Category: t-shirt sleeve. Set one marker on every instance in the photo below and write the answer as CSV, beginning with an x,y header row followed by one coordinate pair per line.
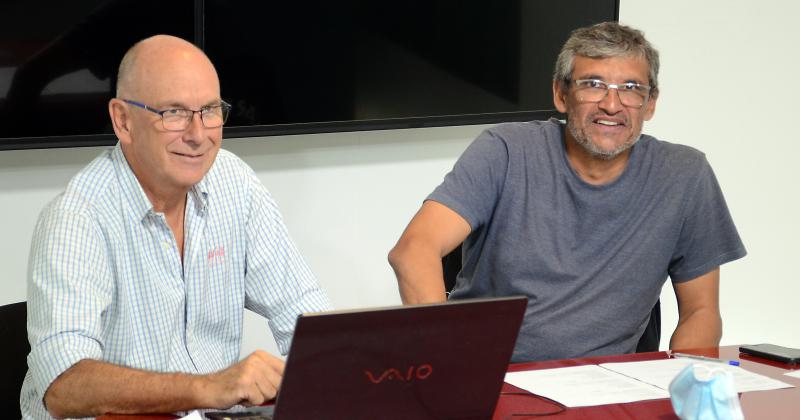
x,y
708,236
473,187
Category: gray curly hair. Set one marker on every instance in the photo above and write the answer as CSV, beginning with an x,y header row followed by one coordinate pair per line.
x,y
605,40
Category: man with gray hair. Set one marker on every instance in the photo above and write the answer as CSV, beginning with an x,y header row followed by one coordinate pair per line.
x,y
141,270
587,219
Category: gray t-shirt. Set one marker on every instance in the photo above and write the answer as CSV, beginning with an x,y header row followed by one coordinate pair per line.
x,y
591,259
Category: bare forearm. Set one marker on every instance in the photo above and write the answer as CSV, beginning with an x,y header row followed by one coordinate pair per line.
x,y
91,388
419,275
701,329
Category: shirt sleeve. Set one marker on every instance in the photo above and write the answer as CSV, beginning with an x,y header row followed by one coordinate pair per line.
x,y
473,187
279,284
68,291
708,236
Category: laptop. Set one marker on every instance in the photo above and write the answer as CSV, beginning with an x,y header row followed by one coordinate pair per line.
x,y
433,361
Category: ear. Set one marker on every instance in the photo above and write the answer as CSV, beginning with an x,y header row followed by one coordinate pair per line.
x,y
120,120
650,108
560,96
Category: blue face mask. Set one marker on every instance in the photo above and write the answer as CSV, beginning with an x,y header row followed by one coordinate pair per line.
x,y
702,393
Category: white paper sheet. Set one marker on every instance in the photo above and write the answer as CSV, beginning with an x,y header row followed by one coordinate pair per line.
x,y
194,415
660,373
580,386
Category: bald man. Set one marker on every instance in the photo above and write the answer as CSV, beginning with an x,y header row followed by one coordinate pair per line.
x,y
141,270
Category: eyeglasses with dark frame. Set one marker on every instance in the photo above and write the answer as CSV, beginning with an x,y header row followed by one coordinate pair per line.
x,y
633,95
178,119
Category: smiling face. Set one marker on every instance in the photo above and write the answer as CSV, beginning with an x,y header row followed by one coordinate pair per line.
x,y
168,73
604,129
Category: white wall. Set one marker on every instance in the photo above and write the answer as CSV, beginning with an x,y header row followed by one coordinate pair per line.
x,y
727,89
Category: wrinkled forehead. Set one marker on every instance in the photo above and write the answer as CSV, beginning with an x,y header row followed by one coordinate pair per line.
x,y
179,75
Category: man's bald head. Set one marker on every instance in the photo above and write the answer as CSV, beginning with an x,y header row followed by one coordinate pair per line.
x,y
150,56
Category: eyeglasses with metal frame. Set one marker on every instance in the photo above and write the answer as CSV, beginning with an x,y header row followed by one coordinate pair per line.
x,y
178,119
632,95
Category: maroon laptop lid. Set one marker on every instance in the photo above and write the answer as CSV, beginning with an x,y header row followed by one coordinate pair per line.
x,y
439,361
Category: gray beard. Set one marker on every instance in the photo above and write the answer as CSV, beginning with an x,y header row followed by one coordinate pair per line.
x,y
591,147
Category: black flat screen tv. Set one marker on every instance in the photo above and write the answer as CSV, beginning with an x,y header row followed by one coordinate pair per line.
x,y
290,67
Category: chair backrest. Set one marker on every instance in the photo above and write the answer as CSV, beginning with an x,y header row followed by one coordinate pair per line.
x,y
14,355
649,341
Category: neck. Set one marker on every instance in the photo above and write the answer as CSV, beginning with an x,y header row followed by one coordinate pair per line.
x,y
592,169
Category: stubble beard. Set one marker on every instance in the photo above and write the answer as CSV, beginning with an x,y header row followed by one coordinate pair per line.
x,y
584,140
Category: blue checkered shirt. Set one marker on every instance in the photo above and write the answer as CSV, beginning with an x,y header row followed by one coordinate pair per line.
x,y
106,280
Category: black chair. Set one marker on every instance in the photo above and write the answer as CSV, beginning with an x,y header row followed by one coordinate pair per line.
x,y
14,355
649,341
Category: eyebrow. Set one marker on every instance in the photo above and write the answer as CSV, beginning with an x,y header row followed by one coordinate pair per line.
x,y
596,77
174,105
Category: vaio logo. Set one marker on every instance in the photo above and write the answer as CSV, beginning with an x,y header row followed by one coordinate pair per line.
x,y
420,372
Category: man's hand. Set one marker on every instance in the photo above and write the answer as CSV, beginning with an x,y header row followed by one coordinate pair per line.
x,y
91,388
252,381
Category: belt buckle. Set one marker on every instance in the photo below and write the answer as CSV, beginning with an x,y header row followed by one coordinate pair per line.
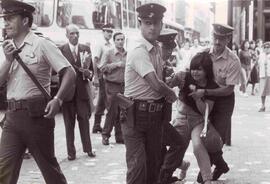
x,y
159,107
152,107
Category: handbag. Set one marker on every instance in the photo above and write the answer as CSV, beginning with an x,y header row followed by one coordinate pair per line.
x,y
209,135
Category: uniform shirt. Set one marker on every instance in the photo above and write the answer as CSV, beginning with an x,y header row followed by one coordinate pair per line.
x,y
264,65
110,59
99,49
142,60
40,56
226,68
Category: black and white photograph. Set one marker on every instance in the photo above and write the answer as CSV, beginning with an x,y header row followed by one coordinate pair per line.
x,y
134,91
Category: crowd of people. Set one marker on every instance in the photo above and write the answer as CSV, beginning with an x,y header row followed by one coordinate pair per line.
x,y
135,88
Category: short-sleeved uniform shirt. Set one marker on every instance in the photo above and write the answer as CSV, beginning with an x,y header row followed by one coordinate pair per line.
x,y
40,56
226,68
99,49
109,61
142,60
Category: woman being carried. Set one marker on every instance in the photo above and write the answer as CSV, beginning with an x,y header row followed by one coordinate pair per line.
x,y
191,111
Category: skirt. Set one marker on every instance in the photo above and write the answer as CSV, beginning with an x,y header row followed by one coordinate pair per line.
x,y
265,86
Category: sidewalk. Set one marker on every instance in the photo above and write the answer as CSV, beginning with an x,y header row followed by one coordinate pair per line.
x,y
248,157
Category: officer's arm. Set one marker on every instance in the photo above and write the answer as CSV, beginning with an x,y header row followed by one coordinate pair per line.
x,y
159,85
222,91
4,70
67,87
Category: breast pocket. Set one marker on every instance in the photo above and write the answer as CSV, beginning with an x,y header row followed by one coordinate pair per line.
x,y
221,77
32,63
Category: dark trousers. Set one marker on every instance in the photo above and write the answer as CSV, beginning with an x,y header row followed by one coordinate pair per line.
x,y
178,141
143,147
100,107
221,117
37,134
112,116
81,109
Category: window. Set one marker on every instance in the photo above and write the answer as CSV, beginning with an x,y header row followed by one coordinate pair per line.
x,y
43,16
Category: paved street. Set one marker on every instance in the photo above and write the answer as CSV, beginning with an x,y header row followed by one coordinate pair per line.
x,y
248,156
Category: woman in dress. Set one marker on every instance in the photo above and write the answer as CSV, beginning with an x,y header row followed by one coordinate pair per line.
x,y
264,68
191,111
254,75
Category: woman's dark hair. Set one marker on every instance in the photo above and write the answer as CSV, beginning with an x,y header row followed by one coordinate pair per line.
x,y
116,34
203,60
243,44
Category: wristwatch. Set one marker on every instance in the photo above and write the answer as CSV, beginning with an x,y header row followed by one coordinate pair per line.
x,y
205,93
60,102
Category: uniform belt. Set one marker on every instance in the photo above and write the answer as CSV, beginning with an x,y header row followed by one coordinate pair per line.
x,y
13,105
149,105
117,83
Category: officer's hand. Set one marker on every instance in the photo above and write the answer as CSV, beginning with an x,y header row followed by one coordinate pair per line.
x,y
95,81
9,50
52,108
86,72
171,98
197,94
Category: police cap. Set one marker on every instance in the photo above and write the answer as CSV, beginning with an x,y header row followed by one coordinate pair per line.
x,y
151,11
13,7
266,45
108,27
222,30
167,37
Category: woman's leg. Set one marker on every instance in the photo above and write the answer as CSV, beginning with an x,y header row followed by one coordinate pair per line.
x,y
201,154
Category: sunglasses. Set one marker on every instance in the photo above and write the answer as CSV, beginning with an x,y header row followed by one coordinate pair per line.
x,y
108,31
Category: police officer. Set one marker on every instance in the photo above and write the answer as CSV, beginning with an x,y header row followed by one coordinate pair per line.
x,y
143,83
227,71
26,126
98,80
177,139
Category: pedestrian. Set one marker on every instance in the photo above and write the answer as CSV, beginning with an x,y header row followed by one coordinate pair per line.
x,y
79,107
254,74
245,59
264,66
142,130
227,71
113,68
98,81
176,139
30,117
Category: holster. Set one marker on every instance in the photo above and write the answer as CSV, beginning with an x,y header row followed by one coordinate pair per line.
x,y
36,106
167,112
127,108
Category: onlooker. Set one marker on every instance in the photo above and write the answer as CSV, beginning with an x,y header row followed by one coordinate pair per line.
x,y
30,116
142,126
235,48
98,80
113,68
254,74
245,59
79,56
264,65
196,47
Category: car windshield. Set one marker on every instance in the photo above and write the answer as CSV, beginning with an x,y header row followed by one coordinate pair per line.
x,y
88,14
43,16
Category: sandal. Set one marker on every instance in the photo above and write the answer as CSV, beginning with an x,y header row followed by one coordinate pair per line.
x,y
262,109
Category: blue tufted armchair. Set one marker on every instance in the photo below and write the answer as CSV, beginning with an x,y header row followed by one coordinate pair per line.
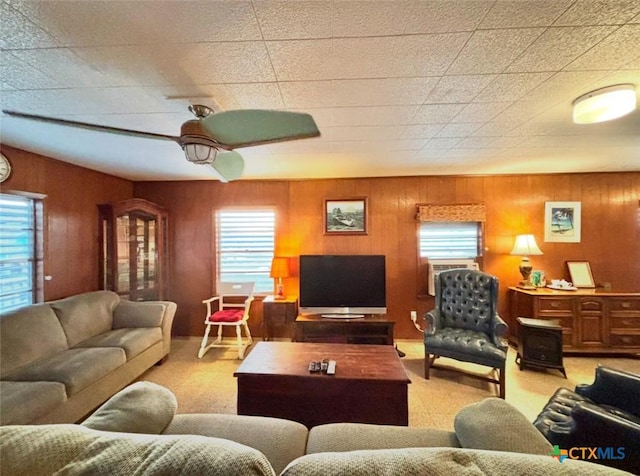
x,y
465,324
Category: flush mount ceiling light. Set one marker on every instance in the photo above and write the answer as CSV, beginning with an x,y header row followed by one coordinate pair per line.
x,y
604,104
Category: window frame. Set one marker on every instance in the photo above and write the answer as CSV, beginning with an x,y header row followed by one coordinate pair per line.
x,y
37,244
261,287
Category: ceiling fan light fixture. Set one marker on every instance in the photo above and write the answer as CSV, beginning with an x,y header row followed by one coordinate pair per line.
x,y
604,104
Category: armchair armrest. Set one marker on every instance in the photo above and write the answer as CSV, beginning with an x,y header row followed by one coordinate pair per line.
x,y
592,426
499,329
433,322
614,387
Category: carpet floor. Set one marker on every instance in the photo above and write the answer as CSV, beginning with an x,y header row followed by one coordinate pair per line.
x,y
207,385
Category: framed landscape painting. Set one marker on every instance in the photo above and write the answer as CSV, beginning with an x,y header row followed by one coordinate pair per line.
x,y
345,216
562,222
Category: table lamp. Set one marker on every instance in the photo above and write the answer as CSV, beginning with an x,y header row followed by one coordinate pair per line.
x,y
279,270
525,246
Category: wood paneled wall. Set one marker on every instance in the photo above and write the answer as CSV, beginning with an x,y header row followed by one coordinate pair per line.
x,y
515,205
70,216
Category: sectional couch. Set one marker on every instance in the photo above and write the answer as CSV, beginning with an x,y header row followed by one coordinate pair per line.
x,y
138,432
61,359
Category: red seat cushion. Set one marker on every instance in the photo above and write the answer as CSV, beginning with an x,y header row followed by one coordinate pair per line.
x,y
228,315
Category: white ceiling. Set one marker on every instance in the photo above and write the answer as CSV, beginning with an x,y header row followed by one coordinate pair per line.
x,y
413,87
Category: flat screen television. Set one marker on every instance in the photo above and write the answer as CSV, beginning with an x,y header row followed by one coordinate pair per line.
x,y
343,285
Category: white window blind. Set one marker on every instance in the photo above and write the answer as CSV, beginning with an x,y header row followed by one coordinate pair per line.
x,y
447,240
17,251
245,246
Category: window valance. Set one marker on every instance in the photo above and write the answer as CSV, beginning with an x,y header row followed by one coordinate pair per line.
x,y
444,213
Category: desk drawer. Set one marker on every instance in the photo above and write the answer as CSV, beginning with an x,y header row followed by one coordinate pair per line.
x,y
555,304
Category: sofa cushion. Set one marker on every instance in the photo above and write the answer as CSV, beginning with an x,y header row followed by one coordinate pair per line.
x,y
29,334
75,368
494,424
76,450
138,314
133,341
362,436
85,315
438,462
142,407
281,441
24,402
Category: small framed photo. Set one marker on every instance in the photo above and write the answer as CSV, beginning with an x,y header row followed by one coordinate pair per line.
x,y
347,216
562,222
580,272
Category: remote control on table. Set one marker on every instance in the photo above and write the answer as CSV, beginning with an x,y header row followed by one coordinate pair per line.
x,y
331,367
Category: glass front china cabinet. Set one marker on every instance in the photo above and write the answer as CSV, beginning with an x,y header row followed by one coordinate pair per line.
x,y
133,249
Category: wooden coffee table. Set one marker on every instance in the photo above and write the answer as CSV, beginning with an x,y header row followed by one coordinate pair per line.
x,y
369,386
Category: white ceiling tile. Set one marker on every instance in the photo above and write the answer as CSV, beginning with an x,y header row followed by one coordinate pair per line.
x,y
437,113
557,47
480,112
491,51
439,16
457,130
523,13
362,133
459,89
615,51
421,131
599,12
17,74
97,23
351,58
289,20
18,32
356,92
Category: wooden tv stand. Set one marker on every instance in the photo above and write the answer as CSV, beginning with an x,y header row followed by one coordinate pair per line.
x,y
371,329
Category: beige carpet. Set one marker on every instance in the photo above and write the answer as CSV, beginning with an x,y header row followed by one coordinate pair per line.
x,y
207,385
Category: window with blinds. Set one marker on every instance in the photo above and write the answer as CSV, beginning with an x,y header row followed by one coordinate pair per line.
x,y
17,251
449,240
245,242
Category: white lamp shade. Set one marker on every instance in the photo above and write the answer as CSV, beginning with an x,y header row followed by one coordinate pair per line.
x,y
604,104
525,246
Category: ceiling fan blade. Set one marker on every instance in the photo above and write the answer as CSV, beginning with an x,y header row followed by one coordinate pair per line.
x,y
229,165
92,127
247,127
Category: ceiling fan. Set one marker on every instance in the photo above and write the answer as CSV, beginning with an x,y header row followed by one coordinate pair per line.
x,y
210,138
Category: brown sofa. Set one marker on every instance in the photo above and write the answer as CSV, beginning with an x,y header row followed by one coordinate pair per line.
x,y
60,360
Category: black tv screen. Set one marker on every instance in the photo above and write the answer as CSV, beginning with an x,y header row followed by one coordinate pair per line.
x,y
343,285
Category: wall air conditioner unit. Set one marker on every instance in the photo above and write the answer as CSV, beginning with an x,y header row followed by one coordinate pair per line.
x,y
437,265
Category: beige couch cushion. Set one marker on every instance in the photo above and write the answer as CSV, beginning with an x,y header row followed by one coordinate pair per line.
x,y
85,315
142,407
361,436
438,462
494,424
27,335
22,402
281,441
76,450
138,314
75,368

-- -- --

Aim of the task => Starting from the line containing "Category: beige couch" and ending with the final line of the data, reproduce each line exactly as it appears, including no other lines.

Written response =>
Category: beige couch cushion. Set one marker on every instance in the photo above and write the answer as CSV, beginning with an x,y header row followed by one coordinate pair per line.
x,y
85,315
142,407
361,436
438,462
494,424
27,335
22,402
281,441
76,450
138,314
75,368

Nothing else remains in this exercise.